SET PROBLEM: Can you find every line in the records below that includes the word "wall" and copy each one out in full?

DATA FOR THE TASK:
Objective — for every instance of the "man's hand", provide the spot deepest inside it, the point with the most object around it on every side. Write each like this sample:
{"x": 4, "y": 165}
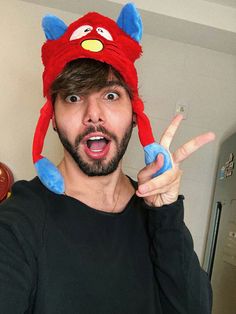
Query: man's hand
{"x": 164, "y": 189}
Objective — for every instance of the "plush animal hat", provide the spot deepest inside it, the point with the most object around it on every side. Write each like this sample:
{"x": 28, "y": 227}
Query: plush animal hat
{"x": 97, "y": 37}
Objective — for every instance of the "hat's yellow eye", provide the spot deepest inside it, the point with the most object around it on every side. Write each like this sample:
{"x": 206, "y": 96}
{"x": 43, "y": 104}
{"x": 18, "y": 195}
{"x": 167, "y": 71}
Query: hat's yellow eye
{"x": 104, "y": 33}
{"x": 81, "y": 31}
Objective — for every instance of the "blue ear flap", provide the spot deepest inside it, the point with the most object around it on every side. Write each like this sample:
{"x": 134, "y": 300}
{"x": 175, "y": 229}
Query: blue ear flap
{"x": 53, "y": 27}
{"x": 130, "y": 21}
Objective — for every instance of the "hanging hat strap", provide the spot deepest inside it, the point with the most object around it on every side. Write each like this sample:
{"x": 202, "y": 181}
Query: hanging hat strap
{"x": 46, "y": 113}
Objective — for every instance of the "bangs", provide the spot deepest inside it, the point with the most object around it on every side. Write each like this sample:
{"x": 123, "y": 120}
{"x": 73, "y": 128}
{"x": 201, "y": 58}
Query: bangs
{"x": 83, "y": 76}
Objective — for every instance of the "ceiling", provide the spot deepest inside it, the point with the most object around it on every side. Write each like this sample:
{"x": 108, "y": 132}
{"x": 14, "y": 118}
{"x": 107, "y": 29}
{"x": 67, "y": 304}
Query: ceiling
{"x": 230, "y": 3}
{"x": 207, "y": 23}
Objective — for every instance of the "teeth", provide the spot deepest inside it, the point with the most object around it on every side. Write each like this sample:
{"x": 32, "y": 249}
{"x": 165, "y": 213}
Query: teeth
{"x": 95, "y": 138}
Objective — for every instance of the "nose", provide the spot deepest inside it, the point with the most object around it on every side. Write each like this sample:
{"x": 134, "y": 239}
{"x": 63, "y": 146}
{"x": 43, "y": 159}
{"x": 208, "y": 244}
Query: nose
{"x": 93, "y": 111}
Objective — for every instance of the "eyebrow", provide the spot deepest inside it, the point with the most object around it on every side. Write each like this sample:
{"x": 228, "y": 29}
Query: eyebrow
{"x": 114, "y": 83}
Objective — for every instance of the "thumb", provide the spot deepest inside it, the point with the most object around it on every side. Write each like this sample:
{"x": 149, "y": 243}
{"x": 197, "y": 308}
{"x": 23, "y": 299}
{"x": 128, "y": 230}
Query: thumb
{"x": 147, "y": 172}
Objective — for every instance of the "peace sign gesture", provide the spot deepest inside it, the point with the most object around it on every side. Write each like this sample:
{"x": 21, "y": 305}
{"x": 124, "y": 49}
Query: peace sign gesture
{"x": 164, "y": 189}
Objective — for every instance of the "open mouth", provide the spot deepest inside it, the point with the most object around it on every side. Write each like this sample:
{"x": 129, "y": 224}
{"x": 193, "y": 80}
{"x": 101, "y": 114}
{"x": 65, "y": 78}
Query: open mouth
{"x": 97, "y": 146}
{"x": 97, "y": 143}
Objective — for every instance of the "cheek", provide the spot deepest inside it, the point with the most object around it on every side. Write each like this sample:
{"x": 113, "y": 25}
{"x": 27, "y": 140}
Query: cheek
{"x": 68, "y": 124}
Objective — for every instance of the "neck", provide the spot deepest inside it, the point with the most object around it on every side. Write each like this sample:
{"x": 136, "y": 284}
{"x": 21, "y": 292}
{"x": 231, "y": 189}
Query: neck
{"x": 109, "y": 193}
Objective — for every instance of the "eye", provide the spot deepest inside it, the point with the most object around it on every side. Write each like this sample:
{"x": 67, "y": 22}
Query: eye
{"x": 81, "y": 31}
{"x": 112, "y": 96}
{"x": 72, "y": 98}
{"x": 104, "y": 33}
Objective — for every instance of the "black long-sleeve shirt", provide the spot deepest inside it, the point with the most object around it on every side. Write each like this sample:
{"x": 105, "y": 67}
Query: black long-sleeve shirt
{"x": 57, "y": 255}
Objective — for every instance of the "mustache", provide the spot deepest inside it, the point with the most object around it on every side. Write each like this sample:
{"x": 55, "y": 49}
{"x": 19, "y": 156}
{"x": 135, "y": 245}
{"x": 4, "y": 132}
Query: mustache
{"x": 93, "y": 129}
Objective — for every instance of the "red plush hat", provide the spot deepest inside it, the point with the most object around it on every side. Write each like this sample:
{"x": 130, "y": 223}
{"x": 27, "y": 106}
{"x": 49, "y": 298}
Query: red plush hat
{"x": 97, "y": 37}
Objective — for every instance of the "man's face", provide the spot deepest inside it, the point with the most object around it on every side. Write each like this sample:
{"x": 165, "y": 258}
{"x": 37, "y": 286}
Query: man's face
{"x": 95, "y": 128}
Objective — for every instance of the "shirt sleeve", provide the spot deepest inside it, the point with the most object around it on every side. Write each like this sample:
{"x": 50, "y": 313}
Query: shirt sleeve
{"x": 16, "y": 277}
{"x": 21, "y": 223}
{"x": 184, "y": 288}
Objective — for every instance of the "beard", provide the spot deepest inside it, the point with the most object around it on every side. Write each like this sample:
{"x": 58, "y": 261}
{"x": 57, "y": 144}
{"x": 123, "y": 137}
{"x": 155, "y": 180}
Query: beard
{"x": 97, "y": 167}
==
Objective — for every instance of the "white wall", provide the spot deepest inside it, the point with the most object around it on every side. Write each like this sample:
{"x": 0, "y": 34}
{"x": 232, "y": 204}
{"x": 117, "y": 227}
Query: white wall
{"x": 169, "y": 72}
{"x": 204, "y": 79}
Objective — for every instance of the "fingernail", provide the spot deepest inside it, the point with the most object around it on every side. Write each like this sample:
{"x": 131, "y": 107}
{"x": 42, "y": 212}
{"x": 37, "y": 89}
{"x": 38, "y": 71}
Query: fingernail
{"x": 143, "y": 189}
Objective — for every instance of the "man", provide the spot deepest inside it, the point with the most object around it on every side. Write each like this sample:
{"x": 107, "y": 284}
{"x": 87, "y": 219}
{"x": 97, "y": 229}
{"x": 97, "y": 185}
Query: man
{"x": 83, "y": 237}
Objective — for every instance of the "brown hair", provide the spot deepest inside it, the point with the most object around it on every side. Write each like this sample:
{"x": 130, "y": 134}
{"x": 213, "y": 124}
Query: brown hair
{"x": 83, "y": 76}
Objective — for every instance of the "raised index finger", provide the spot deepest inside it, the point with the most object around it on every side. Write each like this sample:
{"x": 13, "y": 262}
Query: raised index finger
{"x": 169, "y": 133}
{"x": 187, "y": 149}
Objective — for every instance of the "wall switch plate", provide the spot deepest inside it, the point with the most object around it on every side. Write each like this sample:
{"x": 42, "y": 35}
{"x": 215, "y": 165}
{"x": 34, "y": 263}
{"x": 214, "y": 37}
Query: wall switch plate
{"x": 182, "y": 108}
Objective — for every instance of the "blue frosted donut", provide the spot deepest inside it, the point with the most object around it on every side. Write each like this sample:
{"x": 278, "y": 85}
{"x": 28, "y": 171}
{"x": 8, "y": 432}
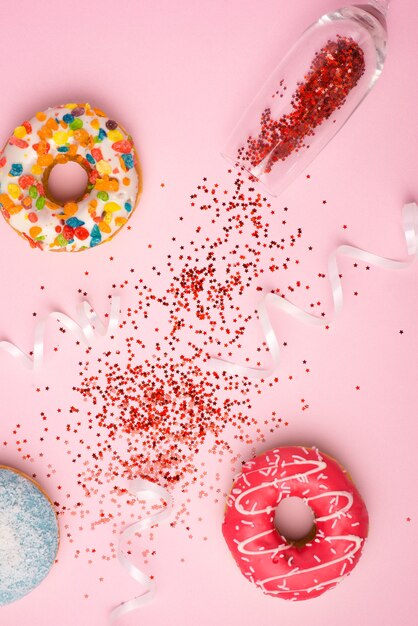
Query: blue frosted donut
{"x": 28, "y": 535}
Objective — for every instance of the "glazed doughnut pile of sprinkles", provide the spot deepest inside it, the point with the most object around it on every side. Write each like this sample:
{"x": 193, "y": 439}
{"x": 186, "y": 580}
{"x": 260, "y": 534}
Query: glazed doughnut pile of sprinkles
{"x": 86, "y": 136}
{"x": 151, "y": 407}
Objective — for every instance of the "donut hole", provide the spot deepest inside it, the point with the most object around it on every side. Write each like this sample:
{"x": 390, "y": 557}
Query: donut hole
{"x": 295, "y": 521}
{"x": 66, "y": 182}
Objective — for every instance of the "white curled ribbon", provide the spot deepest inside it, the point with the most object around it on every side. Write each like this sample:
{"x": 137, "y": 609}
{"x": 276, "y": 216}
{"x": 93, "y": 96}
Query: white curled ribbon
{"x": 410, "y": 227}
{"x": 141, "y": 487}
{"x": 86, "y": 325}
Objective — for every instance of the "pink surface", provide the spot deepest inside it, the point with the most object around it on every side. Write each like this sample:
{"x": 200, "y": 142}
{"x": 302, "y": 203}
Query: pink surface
* * *
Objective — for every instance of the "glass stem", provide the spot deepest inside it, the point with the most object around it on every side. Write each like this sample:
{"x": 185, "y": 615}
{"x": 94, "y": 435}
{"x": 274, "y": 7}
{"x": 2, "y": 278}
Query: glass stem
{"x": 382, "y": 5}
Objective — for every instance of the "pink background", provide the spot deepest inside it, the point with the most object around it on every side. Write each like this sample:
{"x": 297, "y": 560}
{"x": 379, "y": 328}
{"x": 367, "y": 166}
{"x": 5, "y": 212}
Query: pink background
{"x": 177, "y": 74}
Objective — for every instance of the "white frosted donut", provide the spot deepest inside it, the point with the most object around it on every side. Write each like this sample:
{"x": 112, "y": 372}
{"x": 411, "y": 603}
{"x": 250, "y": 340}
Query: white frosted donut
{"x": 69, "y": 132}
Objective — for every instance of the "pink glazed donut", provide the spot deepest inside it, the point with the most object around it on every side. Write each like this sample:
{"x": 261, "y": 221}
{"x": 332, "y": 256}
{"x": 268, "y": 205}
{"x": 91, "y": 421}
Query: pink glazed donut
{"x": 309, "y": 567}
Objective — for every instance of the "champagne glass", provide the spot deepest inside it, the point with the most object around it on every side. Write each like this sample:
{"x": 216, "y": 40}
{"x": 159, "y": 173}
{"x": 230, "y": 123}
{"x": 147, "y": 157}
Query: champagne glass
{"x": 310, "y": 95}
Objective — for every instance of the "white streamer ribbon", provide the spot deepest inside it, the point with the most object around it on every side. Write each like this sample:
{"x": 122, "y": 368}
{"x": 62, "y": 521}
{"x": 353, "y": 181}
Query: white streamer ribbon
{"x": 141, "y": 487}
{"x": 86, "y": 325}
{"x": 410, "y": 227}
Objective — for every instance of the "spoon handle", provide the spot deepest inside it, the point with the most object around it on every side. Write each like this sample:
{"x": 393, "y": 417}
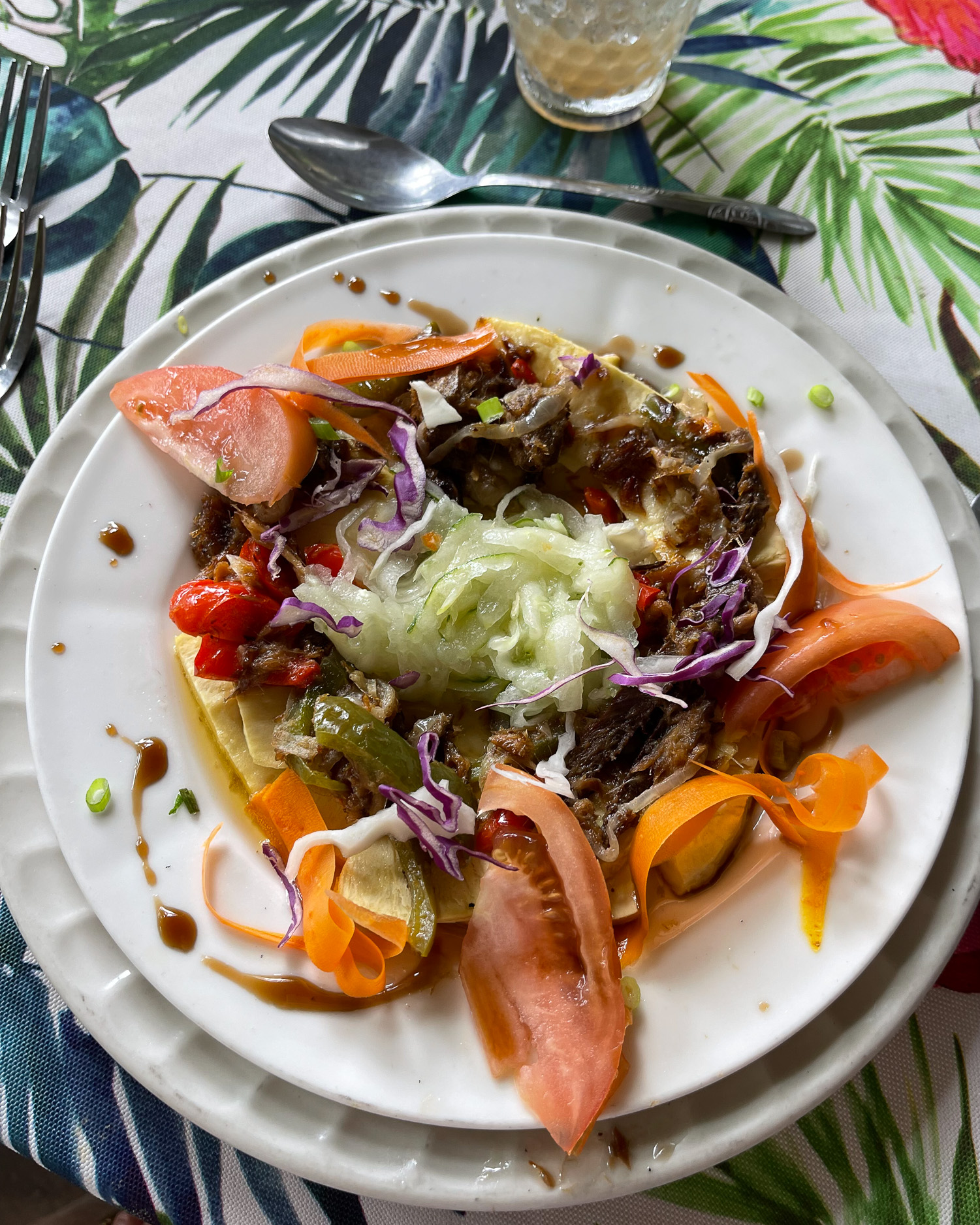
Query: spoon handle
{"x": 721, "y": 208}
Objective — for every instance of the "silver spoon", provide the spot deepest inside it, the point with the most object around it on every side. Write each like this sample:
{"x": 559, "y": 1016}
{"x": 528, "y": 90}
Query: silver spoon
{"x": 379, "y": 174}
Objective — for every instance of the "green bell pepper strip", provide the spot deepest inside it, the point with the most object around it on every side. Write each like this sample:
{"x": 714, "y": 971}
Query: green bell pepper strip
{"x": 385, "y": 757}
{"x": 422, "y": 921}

RIGHT ANSWER:
Objective — for every instance of the "white wall", provide the spot deepest inside it, the point with the most object around it on every side. Write each like this sample:
Query: white wall
Objective — for every instance of the "wall switch plate", provide the spot deepest inside it, the point with the most object around it on every side. Write each like this sample:
Query: wall switch plate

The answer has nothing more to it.